GOAL A: In the court opinion, where did Salgado–Sosa live with his uncle after entering the United States?
GOAL B: Write out the court opinion starting at "The agency proceedings" and ending at "justify protection under the Convention Against Torture.", substituting "BIA" for "Board of Immigration Appeals".
START PAGE
Before GREGORY, Chief Judge, and FLOYD and HARRIS, Circuit Judges.ARGUED: Alfred Lincoln Robertson, Jr., ROBERTSON LAW OFFICE, PLLC, Alexandria, Virginia, for Petitioner. Anthony W. Norwood, UNITED STATES DEPARTMENT OF JUSTICE, Washington, D.C., for Respondent. ON BRIEF: Benjamin C. Mizer, Principal Deputy Assistant Attorney General, Leslie McKay, Senior Litigation Counsel, Siu P. Wong, Trial Attorney, Office of Immigration Litigation, Civil Division, UNITED STATES DEPARTMENT OF JUSTICE, Washington, D.C., for Respondent.

Reynaldo Salgado–Sosa, a native and citizen of Honduras, seeks asylum, withholding of removal, and protection under the Convention Against Torture. If he is returned to Honduras, he fears, he will face persecution at the hands of the gang MS–13, which has repeatedly attacked his family for resisting extortion demands.

The agency proceedings focused on whether Salgado–Sosa could show, for purposes of both his asylum and withholding of removal claims, a nexus between MS–13's threats and membership in a cognizable “particular social group”—here, Salgado–Sosa's family. The Board of Immigration Appeals found that Salgado–Sosa could not establish the requisite nexus, and denied withholding of removal on that ground. The Board separately found that Salgado–Sosa's asylum application was untimely, and that there was insufficient evidence to justify protection under the Convention Against Torture.

We conclude that the Board erred in holding that Salgado–Sosa did not meet the nexus requirement. The record compels the conclusion that at least one central reason for Salgado–Sosa's persecution is membership in his family, a protected social group under the Immigration and Nationality Act. Accordingly, we vacate the denial of withholding of removal, and remand for further proceedings on that claim. On the asylum claim, we separately remand for consideration of whether our recent decision in Zambrano v. Sessions, 878 F.3d 84 (4th Cir. 2017), affects Salgado–Sosa's argument that a statutory “changed circumstances” exception allows consideration of his untimely application.


In August 2005, Salgado–Sosa entered the United States without authorization and began living with his uncle in Sterling, Virginia. In September 2010, the Department of Homeland Security served him with a notice to appear, charging him as an alien who had not been admitted or paroled in violation of section 212(a)(6)(A)(i) of the INA. Salgado–Sosa conceded removability, but applied for asylum, withholding of removal, and protection under the Convention Against Torture (“CAT”).
END PAGE
START DATA EXTRACT
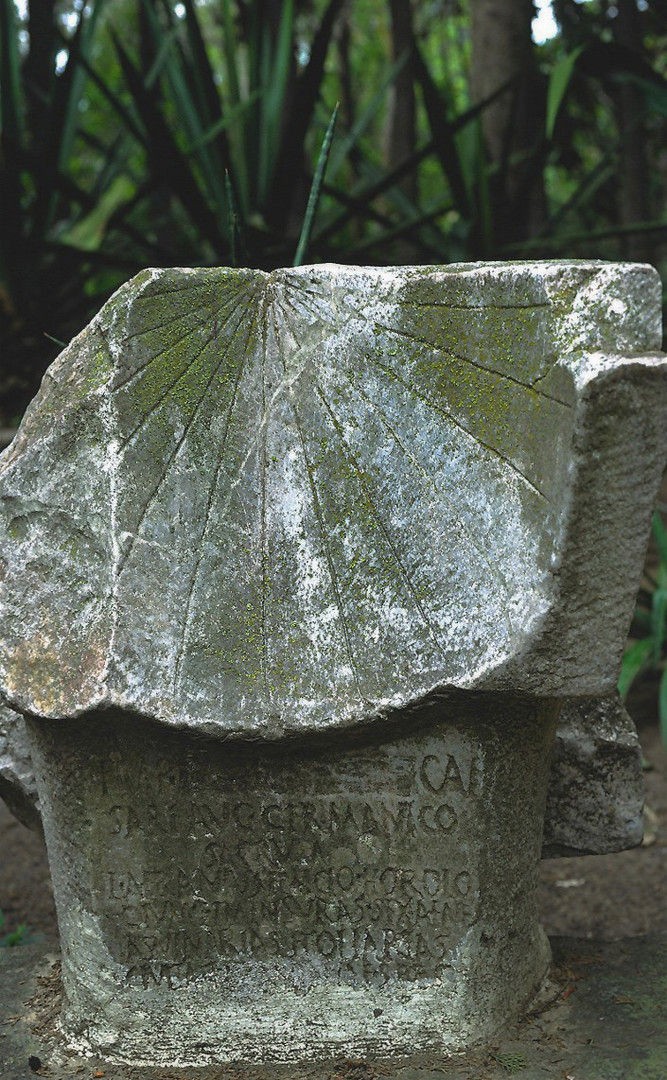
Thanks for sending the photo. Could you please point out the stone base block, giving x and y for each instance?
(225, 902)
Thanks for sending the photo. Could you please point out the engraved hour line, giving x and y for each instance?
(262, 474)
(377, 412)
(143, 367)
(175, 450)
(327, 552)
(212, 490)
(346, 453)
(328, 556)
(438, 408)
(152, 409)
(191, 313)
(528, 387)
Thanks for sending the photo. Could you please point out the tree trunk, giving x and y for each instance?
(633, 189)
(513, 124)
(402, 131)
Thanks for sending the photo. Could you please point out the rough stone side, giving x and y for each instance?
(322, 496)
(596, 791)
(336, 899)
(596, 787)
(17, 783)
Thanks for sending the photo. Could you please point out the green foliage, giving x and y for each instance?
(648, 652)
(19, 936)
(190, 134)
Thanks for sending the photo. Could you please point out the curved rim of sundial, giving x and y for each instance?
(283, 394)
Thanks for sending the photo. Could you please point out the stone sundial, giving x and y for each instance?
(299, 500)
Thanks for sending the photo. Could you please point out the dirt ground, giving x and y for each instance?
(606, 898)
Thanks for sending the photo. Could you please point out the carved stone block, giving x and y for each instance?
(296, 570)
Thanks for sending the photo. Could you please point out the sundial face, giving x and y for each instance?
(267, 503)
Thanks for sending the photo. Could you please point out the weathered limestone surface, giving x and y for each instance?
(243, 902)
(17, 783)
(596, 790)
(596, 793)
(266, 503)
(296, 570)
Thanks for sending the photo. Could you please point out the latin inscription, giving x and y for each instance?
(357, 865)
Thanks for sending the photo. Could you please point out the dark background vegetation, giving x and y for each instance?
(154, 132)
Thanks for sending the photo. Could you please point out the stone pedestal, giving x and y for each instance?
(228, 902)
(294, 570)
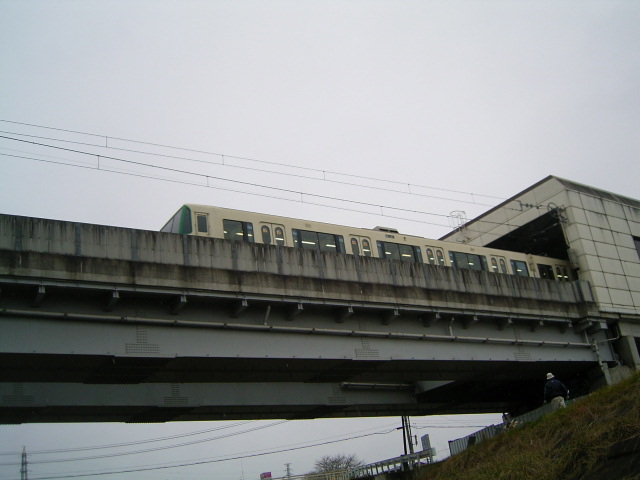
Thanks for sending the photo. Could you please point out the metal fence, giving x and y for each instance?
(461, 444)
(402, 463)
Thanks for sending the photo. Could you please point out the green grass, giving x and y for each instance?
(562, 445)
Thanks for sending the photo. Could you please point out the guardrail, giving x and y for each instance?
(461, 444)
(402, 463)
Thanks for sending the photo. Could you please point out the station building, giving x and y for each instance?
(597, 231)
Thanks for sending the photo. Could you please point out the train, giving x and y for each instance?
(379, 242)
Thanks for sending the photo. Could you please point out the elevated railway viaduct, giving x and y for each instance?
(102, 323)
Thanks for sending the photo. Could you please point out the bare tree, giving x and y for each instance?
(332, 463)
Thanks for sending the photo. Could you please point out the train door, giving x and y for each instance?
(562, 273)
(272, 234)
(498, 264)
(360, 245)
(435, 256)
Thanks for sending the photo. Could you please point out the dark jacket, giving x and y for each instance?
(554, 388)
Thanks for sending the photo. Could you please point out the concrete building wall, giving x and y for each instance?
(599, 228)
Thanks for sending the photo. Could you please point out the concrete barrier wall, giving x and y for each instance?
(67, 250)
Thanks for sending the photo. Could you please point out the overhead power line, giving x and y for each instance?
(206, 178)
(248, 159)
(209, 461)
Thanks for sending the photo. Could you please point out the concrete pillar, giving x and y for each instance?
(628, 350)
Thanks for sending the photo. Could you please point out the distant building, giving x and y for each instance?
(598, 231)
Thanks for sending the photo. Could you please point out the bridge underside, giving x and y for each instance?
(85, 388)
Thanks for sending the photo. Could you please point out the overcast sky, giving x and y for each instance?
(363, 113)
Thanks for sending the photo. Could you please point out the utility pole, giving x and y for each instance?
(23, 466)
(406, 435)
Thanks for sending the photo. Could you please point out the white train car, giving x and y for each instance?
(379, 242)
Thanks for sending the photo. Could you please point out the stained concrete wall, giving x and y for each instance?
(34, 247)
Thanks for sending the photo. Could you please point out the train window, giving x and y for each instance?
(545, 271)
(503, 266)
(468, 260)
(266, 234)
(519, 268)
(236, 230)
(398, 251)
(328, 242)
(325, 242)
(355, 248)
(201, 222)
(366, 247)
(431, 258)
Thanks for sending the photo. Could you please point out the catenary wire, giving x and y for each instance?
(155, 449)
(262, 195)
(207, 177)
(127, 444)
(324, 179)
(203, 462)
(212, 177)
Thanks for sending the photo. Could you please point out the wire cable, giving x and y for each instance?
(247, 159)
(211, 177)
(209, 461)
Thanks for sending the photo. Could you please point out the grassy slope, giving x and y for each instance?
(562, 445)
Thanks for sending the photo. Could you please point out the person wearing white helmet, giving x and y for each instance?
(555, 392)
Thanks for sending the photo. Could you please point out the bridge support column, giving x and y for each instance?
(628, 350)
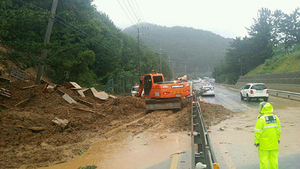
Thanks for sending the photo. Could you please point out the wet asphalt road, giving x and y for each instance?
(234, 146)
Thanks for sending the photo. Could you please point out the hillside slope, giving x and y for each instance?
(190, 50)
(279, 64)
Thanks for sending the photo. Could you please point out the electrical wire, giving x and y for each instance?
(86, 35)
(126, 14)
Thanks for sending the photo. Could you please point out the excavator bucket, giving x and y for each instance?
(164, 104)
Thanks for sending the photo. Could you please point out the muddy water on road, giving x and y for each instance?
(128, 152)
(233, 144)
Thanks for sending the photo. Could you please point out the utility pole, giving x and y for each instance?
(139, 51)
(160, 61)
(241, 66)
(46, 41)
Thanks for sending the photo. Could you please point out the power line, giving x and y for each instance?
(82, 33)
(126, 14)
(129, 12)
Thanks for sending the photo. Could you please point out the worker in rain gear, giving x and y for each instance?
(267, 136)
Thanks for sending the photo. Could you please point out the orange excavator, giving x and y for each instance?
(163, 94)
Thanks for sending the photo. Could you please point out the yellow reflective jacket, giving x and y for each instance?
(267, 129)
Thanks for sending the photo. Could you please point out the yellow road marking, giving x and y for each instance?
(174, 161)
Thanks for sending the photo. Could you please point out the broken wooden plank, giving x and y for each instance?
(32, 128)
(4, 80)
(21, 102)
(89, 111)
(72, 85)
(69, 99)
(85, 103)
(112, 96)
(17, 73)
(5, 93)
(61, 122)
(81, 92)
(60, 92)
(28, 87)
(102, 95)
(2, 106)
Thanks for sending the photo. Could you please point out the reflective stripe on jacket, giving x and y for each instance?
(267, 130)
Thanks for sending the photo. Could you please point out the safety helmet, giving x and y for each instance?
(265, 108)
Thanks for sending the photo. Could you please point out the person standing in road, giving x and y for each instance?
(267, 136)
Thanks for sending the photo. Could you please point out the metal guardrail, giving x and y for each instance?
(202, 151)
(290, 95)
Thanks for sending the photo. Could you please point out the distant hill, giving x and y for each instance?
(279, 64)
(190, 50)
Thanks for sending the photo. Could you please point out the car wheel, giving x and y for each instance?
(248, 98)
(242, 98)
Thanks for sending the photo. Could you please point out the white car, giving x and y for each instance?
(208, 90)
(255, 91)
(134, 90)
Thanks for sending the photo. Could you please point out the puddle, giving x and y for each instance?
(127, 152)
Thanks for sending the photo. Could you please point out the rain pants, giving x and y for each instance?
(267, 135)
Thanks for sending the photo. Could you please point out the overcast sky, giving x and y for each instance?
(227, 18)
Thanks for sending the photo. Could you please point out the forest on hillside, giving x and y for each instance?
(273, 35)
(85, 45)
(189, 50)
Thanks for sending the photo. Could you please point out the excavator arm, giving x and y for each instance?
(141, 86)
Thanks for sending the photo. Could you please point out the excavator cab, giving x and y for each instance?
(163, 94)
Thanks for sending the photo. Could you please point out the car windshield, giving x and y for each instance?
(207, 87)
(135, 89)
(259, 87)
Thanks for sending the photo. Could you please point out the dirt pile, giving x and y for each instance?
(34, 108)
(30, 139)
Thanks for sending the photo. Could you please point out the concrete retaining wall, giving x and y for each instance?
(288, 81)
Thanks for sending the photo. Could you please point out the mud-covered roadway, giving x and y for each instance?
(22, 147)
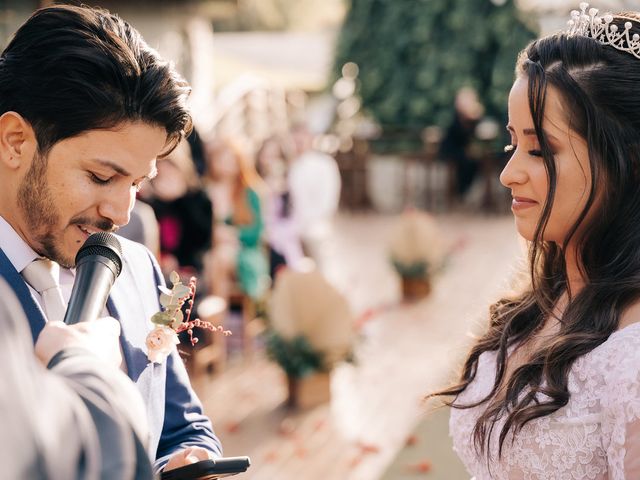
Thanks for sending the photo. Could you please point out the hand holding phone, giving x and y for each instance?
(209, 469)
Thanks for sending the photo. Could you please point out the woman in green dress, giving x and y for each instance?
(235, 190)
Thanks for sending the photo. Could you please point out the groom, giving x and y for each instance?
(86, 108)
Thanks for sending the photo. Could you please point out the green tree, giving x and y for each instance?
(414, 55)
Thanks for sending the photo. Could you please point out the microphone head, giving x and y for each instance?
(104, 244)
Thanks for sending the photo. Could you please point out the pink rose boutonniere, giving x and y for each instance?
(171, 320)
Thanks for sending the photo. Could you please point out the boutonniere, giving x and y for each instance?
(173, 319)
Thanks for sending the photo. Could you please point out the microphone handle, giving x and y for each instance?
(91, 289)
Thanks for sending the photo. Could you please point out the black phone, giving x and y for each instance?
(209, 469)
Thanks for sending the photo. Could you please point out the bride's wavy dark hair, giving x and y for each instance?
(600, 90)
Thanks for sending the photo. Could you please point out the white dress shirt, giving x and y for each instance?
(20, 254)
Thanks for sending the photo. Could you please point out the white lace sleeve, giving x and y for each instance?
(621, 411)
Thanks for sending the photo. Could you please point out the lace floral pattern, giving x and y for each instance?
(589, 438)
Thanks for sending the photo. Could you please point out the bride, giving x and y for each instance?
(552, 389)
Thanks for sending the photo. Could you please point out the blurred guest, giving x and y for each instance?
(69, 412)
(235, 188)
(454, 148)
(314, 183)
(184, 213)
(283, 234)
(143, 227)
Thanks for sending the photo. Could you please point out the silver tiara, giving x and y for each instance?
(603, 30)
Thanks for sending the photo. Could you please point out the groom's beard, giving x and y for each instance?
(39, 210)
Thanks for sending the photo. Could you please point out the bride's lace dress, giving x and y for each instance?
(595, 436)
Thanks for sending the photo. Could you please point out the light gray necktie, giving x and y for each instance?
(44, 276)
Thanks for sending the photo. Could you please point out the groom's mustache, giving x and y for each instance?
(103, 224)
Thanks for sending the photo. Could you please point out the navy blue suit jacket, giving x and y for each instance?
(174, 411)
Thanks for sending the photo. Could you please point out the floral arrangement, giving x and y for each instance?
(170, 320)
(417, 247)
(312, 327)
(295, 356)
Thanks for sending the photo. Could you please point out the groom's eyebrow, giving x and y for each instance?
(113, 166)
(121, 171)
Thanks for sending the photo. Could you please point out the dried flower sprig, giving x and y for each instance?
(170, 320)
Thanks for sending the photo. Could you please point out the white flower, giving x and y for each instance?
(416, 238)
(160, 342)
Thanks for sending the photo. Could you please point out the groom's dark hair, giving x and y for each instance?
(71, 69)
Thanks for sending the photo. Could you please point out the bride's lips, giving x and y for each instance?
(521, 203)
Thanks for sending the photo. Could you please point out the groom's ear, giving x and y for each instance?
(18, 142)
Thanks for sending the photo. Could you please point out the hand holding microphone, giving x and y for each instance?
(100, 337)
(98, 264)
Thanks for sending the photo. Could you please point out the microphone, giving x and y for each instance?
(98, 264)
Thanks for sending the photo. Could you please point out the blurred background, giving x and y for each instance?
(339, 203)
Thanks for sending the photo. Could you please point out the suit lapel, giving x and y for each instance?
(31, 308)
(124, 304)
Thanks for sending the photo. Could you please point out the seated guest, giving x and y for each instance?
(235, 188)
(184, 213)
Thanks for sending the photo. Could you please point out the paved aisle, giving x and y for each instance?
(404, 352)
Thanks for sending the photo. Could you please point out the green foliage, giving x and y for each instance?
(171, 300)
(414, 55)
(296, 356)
END DATA EXTRACT
COMPLETE RESPONSE A: Sterling, Virginia

COMPLETE RESPONSE B:
The agency proceedings focused on whether Salgado–Sosa could show, for purposes of both his asylum and withholding of removal claims, a nexus between MS–13's threats and membership in a cognizable “particular social group”—here, Salgado–Sosa's family. The BIA found that Salgado–Sosa could not establish the requisite nexus, and denied withholding of removal on that ground. The Board separately found that Salgado–Sosa's asylum application was untimely, and that there was insufficient evidence to justify protection under the Convention Against Torture.